# START OF EXERCISE INPUT
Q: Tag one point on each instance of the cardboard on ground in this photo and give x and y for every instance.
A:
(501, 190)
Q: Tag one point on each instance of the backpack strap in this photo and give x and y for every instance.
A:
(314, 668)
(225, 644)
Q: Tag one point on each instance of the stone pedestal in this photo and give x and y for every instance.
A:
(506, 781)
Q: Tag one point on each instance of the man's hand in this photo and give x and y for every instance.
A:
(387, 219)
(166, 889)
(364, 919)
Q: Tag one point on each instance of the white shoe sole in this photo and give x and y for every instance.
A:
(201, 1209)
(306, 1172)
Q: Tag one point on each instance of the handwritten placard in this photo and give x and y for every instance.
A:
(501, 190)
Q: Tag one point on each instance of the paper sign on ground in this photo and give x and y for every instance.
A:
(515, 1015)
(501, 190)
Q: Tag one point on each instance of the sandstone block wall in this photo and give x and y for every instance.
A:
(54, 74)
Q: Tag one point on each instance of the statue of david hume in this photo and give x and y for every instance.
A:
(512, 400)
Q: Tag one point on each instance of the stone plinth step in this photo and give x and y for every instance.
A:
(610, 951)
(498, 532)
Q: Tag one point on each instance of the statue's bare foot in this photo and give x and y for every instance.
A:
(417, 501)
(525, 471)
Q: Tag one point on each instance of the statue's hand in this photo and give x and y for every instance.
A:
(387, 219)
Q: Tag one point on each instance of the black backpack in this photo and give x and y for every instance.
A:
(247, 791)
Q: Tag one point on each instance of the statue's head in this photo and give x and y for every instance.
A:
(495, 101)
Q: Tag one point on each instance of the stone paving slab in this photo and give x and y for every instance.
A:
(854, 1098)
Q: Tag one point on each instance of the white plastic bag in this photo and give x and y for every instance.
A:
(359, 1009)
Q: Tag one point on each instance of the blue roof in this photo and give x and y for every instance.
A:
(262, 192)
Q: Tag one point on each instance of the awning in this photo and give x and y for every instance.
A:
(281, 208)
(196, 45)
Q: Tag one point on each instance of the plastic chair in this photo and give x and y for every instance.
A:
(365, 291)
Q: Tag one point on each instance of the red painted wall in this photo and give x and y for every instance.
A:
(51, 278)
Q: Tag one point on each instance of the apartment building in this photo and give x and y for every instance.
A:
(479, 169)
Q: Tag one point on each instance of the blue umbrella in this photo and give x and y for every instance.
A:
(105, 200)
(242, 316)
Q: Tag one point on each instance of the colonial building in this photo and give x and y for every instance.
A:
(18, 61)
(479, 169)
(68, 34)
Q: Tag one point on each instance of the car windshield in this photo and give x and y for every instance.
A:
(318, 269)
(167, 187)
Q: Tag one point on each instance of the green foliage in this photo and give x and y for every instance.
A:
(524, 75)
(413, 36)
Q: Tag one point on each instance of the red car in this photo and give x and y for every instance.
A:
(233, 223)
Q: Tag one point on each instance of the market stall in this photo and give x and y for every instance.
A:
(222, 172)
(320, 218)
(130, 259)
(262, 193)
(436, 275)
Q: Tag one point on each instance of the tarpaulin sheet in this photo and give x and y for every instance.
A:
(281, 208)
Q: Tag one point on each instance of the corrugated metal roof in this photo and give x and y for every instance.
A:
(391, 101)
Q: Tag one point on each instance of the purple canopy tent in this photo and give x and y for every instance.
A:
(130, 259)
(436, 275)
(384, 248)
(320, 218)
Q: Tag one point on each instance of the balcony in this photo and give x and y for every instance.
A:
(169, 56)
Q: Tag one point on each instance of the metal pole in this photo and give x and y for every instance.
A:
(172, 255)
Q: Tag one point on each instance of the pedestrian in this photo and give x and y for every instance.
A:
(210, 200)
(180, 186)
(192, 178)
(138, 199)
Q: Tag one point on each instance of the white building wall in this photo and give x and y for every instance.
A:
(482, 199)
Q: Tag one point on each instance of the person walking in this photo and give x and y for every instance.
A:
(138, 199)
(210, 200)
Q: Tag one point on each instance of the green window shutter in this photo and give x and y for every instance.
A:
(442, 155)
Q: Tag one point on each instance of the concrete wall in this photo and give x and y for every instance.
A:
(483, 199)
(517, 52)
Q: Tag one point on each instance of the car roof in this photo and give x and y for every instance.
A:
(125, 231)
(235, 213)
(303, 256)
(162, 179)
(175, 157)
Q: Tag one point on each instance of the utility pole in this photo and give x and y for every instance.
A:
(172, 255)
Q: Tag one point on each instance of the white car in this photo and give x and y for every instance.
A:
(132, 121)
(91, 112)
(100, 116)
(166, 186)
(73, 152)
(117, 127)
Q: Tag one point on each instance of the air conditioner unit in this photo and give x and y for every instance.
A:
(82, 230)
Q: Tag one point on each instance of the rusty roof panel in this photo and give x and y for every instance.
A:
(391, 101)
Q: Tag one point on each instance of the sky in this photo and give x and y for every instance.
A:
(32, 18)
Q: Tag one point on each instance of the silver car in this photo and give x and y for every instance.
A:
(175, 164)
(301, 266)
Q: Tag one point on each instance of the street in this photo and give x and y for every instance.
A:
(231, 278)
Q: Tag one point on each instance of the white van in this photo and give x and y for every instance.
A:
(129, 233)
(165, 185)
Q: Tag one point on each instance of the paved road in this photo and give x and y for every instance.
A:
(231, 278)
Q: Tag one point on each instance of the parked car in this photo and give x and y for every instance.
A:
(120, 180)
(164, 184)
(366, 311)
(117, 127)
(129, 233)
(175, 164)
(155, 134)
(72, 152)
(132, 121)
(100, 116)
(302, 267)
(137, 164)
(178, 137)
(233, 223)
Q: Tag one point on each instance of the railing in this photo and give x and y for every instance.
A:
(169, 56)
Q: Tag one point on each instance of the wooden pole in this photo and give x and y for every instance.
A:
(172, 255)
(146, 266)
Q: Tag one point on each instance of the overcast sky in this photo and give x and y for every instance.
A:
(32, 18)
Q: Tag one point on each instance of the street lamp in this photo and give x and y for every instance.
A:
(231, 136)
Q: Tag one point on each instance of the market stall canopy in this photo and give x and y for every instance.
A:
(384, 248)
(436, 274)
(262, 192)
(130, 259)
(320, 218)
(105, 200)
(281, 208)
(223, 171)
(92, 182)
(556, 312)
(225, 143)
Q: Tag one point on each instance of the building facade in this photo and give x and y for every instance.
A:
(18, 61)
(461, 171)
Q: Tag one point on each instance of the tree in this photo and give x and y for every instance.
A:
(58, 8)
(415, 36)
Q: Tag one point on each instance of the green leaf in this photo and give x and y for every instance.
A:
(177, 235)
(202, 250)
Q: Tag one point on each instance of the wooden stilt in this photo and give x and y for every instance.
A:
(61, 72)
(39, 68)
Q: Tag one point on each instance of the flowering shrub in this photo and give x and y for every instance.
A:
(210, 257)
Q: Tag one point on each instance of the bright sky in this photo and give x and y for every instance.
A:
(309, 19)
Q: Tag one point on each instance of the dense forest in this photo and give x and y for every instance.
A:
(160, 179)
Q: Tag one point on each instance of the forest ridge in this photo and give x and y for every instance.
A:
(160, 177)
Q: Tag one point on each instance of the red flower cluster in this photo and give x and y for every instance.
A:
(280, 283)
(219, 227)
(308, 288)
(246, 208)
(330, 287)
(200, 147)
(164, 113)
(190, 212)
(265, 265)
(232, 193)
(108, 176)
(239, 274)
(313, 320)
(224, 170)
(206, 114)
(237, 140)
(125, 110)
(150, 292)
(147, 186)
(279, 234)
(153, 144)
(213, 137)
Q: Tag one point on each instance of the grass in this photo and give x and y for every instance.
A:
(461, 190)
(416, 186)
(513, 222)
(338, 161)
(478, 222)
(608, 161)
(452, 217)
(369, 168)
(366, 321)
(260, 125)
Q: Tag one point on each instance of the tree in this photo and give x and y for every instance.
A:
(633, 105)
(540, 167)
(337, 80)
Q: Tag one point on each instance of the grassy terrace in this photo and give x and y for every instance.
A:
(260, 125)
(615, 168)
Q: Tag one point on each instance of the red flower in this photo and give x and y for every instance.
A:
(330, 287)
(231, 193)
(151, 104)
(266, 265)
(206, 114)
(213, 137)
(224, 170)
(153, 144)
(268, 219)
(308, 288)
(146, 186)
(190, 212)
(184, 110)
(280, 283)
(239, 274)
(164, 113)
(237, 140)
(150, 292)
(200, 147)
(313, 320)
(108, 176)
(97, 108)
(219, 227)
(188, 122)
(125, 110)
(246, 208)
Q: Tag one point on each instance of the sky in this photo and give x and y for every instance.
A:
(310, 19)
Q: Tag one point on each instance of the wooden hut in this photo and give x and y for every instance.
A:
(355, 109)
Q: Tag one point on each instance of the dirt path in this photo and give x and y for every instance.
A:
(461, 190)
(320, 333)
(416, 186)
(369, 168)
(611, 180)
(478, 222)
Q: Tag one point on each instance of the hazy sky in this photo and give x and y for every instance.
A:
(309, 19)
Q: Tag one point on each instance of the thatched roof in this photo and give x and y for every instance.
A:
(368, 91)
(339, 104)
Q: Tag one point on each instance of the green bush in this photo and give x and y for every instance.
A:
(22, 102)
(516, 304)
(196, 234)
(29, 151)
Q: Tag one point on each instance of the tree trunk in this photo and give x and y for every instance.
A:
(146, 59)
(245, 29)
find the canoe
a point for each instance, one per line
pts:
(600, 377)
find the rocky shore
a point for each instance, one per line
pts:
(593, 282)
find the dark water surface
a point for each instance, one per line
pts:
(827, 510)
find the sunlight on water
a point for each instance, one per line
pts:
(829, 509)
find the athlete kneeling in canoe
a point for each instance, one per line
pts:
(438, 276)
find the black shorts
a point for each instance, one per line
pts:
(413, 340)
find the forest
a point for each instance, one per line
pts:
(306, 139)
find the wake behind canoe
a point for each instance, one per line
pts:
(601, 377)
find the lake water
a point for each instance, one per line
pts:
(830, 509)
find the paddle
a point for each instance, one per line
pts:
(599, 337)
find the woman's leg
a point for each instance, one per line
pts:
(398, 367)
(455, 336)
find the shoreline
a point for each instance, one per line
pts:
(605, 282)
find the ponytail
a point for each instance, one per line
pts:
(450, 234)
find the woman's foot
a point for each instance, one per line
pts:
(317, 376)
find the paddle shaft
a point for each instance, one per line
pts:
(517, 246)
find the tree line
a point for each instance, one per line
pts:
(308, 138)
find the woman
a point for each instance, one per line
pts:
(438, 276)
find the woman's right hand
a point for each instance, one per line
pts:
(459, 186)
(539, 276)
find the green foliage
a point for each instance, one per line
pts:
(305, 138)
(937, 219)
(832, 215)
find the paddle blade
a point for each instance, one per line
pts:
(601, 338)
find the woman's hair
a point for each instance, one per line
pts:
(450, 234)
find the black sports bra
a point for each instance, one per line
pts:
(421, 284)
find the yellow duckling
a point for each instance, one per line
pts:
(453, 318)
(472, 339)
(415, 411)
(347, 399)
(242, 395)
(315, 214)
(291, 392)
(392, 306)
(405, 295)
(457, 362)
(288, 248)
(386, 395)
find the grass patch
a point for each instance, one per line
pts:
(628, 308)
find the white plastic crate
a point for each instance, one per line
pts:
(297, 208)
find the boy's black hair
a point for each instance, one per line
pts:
# END OF EXERCISE INPUT
**WHAT IS EXPECTED**
Using the records above, please retype only the run of lines from the line holding "find the lake water" through the last line, both ends included.

**EXPECTED ANSWER**
find the lake water
a point for each instance, one per line
pts:
(830, 509)
find the paddle
a point for each instance, one per line
pts:
(599, 337)
find the woman's leg
a point for each instance, one per line
pts:
(398, 367)
(455, 336)
find the shoreline
a point for each instance, one per line
pts:
(605, 282)
find the ponytail
a point for each instance, one per line
pts:
(450, 234)
find the woman's foot
a point for each instance, one per line
pts:
(317, 376)
find the paddle shaft
a point for each instance, one per line
pts:
(517, 246)
find the tree line
a point for each instance, one per line
pts:
(308, 138)
find the woman
a point for each instance, one per line
pts:
(438, 276)
find the woman's right hand
a point for each instance, one per line
pts:
(459, 186)
(539, 276)
find the green foliage
a point for each instance, one per line
pts:
(305, 138)
(937, 219)
(832, 215)
find the paddle blade
a point for each instance, one per line
pts:
(601, 338)
find the woman's hair
a point for each instance, one per line
pts:
(450, 234)
find the black sports bra
a point for each instance, one per line
pts:
(421, 284)
find the yellow duckling
a point for each instance, one per line
pts:
(453, 318)
(472, 339)
(415, 411)
(347, 399)
(242, 395)
(315, 214)
(291, 392)
(392, 306)
(405, 295)
(457, 362)
(288, 248)
(386, 395)
find the grass patch
a point for each instance, one per line
pts:
(628, 308)
find the white plastic crate
a point for each instance, one per line
pts:
(297, 208)
find the boy's black hair
a point for each instance, one per line
pts:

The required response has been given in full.